*** DATA FOR PROCESSING ***

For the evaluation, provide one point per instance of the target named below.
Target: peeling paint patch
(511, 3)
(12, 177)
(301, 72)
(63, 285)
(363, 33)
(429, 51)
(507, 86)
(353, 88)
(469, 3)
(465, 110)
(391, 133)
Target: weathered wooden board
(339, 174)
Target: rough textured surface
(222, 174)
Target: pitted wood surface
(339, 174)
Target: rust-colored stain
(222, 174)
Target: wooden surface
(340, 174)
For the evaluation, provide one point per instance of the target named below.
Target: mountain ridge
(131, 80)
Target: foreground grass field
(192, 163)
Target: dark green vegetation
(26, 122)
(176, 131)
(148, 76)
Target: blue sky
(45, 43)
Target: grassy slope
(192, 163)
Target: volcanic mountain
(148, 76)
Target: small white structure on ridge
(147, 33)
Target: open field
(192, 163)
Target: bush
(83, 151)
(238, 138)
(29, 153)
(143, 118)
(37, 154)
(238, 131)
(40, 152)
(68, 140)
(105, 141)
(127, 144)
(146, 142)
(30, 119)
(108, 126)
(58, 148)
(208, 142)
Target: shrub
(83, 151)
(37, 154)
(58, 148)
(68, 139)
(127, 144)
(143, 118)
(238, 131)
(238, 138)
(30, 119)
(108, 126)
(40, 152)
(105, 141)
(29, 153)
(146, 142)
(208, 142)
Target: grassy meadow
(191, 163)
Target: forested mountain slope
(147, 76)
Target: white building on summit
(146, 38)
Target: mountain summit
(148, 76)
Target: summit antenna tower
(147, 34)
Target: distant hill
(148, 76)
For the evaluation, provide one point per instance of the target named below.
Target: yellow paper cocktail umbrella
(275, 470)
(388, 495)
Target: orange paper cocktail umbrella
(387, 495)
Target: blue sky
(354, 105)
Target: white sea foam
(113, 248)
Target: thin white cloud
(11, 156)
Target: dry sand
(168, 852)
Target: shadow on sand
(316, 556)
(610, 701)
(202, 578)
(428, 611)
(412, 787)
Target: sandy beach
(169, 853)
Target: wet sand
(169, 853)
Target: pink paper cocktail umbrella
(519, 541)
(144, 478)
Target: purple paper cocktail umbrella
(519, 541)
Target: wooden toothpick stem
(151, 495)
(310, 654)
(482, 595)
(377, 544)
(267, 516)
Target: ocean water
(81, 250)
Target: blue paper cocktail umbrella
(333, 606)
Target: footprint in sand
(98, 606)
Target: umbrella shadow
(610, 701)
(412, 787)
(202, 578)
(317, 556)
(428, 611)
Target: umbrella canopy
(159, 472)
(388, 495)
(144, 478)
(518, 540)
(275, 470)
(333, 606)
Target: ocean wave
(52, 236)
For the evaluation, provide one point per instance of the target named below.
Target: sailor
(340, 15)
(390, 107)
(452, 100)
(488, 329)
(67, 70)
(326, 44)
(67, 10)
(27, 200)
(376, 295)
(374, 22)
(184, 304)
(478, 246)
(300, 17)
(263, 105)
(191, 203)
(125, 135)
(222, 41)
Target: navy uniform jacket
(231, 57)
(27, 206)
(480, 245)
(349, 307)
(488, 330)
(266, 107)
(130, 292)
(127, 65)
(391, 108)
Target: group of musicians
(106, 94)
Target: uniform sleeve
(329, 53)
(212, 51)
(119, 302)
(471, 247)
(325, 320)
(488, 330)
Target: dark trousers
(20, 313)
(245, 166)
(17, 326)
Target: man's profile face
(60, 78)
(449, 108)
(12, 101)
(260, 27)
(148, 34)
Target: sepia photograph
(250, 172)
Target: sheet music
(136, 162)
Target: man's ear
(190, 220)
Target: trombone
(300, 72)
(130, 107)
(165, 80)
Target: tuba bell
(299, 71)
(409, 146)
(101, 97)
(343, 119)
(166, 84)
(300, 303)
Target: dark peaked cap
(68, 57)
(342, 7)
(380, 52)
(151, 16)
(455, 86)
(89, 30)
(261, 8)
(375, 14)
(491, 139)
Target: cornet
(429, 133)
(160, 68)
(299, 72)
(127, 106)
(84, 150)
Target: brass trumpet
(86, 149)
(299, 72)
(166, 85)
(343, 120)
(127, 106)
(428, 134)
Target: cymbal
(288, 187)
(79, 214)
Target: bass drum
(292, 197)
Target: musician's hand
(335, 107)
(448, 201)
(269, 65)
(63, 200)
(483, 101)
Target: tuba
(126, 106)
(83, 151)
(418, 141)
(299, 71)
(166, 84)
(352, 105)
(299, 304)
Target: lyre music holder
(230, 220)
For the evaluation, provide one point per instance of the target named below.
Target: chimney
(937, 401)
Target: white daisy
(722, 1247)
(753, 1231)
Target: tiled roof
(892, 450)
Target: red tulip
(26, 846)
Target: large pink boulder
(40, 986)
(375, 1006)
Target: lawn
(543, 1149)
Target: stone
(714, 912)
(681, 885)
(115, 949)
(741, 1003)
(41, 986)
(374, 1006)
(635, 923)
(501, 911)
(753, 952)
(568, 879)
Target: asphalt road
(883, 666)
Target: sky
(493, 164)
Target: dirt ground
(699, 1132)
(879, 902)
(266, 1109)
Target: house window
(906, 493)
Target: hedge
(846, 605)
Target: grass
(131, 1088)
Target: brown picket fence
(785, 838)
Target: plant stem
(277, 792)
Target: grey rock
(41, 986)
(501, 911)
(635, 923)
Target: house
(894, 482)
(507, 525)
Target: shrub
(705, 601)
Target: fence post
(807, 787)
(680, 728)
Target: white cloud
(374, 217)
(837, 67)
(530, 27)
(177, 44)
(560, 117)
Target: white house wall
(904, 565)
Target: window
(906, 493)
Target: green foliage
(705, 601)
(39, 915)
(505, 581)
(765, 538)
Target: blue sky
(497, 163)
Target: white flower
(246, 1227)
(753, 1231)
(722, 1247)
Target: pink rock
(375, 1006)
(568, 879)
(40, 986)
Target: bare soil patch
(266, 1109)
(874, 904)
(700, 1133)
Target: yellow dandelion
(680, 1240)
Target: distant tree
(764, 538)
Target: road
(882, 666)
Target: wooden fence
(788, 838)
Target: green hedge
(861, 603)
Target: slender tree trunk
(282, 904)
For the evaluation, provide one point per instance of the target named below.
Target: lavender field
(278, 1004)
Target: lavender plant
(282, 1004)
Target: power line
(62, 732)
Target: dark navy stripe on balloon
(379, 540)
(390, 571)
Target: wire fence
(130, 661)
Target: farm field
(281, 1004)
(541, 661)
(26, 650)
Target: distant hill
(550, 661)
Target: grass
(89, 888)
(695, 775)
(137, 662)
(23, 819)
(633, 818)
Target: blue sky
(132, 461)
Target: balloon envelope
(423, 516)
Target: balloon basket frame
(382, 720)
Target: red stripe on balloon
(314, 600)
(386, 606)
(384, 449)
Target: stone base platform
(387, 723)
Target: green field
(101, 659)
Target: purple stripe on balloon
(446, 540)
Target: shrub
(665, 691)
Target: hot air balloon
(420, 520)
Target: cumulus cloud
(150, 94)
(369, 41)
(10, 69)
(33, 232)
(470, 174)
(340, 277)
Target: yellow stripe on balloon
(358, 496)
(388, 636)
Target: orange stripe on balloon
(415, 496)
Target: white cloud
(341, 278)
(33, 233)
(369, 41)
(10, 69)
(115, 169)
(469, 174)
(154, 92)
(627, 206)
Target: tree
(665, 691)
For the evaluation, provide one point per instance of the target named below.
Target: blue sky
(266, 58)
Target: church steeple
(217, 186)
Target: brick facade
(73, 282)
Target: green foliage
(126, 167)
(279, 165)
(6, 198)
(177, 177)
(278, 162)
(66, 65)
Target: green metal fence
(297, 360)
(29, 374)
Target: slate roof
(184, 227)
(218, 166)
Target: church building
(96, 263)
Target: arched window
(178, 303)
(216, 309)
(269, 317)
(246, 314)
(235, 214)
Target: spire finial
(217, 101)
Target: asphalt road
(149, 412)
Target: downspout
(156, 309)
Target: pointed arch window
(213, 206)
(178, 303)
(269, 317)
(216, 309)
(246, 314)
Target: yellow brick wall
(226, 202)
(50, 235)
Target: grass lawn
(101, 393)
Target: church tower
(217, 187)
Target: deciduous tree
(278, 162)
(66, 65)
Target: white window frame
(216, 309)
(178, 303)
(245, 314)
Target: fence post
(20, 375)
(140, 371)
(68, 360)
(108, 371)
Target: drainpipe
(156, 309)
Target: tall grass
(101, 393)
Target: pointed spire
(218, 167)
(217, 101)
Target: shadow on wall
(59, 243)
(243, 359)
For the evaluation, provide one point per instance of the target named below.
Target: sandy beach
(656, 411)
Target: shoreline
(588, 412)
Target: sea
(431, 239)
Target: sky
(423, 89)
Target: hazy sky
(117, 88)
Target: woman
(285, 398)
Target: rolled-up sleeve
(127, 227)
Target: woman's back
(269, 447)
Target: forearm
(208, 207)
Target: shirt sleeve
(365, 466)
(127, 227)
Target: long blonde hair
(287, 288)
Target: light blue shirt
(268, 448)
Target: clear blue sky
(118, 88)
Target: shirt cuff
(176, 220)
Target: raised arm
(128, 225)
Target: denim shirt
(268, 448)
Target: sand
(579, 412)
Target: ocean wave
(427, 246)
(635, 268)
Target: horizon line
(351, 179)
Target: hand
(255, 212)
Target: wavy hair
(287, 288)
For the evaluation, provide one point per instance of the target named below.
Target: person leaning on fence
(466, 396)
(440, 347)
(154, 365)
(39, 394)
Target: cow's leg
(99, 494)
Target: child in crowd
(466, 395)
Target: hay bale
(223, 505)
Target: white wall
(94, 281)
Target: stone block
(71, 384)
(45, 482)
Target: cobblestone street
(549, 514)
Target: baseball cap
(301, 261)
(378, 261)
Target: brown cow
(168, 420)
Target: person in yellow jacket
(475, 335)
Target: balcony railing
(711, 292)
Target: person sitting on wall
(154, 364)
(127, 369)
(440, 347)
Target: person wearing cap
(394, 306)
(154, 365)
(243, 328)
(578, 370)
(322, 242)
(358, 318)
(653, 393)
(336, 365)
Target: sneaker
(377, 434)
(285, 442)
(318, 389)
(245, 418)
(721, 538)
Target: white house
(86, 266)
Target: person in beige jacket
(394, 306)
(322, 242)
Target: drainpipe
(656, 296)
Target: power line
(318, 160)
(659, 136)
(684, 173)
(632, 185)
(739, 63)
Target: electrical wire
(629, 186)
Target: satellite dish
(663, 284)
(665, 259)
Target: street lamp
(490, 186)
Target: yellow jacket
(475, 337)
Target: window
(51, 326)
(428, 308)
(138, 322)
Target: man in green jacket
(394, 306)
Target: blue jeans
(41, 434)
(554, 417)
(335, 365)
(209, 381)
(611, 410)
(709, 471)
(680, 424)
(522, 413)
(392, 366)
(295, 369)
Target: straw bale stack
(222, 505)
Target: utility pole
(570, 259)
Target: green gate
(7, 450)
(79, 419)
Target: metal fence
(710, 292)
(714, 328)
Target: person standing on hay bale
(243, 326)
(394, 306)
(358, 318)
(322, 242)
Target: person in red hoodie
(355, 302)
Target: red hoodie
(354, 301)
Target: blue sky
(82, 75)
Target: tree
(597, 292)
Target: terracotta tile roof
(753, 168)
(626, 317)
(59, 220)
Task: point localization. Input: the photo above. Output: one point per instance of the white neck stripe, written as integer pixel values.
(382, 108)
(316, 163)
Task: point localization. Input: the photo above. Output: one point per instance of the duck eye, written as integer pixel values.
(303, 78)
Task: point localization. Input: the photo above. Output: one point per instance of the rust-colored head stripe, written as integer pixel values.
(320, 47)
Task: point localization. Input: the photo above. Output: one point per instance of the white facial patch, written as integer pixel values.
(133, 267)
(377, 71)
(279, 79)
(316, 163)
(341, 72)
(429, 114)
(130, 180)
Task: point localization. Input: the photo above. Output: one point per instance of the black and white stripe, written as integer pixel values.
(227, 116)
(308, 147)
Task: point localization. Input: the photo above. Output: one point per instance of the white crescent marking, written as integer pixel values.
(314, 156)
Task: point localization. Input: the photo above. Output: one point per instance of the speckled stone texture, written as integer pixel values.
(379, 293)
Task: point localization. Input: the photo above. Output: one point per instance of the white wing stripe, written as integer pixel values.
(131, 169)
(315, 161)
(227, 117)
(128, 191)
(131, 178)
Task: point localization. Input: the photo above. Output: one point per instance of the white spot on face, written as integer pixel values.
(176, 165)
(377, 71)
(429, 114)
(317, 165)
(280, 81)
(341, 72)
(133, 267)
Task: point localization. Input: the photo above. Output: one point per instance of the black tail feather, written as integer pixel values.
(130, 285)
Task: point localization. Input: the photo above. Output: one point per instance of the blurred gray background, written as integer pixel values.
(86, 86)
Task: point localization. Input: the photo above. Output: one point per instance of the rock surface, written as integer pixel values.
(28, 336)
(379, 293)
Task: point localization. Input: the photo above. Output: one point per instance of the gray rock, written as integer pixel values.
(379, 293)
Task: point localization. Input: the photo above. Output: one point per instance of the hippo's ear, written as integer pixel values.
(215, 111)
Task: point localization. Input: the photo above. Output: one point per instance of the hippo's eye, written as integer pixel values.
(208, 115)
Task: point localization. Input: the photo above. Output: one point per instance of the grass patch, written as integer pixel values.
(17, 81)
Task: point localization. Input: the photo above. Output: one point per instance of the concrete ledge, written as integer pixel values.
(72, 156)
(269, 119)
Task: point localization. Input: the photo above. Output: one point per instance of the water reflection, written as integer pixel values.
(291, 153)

***

• **TASK GOAL**: Copy the lines word for word, from the line with "Target: sepia photograph" up to and including the line with "(543, 1149)".

• **EXPECTED ANSWER**:
Target: sepia photograph
(250, 172)
Target: sheet music
(136, 162)
Target: man's ear
(190, 220)
Target: trombone
(300, 72)
(130, 107)
(165, 80)
Target: tuba bell
(299, 71)
(409, 146)
(101, 97)
(343, 119)
(166, 84)
(300, 303)
Target: dark peaked cap
(68, 57)
(342, 7)
(380, 52)
(151, 16)
(455, 86)
(89, 30)
(261, 8)
(375, 14)
(491, 139)
Target: cornet
(429, 133)
(160, 68)
(299, 72)
(127, 106)
(84, 150)
Target: brass trumpet
(86, 149)
(299, 72)
(166, 85)
(343, 120)
(127, 106)
(428, 134)
Target: cymbal
(288, 187)
(79, 214)
Target: bass drum
(292, 197)
Target: musician's hand
(335, 107)
(448, 201)
(269, 65)
(63, 200)
(483, 101)
Target: tuba
(126, 106)
(83, 151)
(418, 141)
(299, 71)
(166, 84)
(352, 105)
(299, 304)
Target: lyre music holder
(230, 220)
For the evaluation, provide one point per instance of the target named below.
Target: chimney
(937, 401)
Target: white daisy
(722, 1247)
(753, 1231)
Target: tiled roof
(892, 450)
Target: red tulip
(26, 846)
Target: large pink boulder
(40, 986)
(375, 1006)
Target: lawn
(543, 1149)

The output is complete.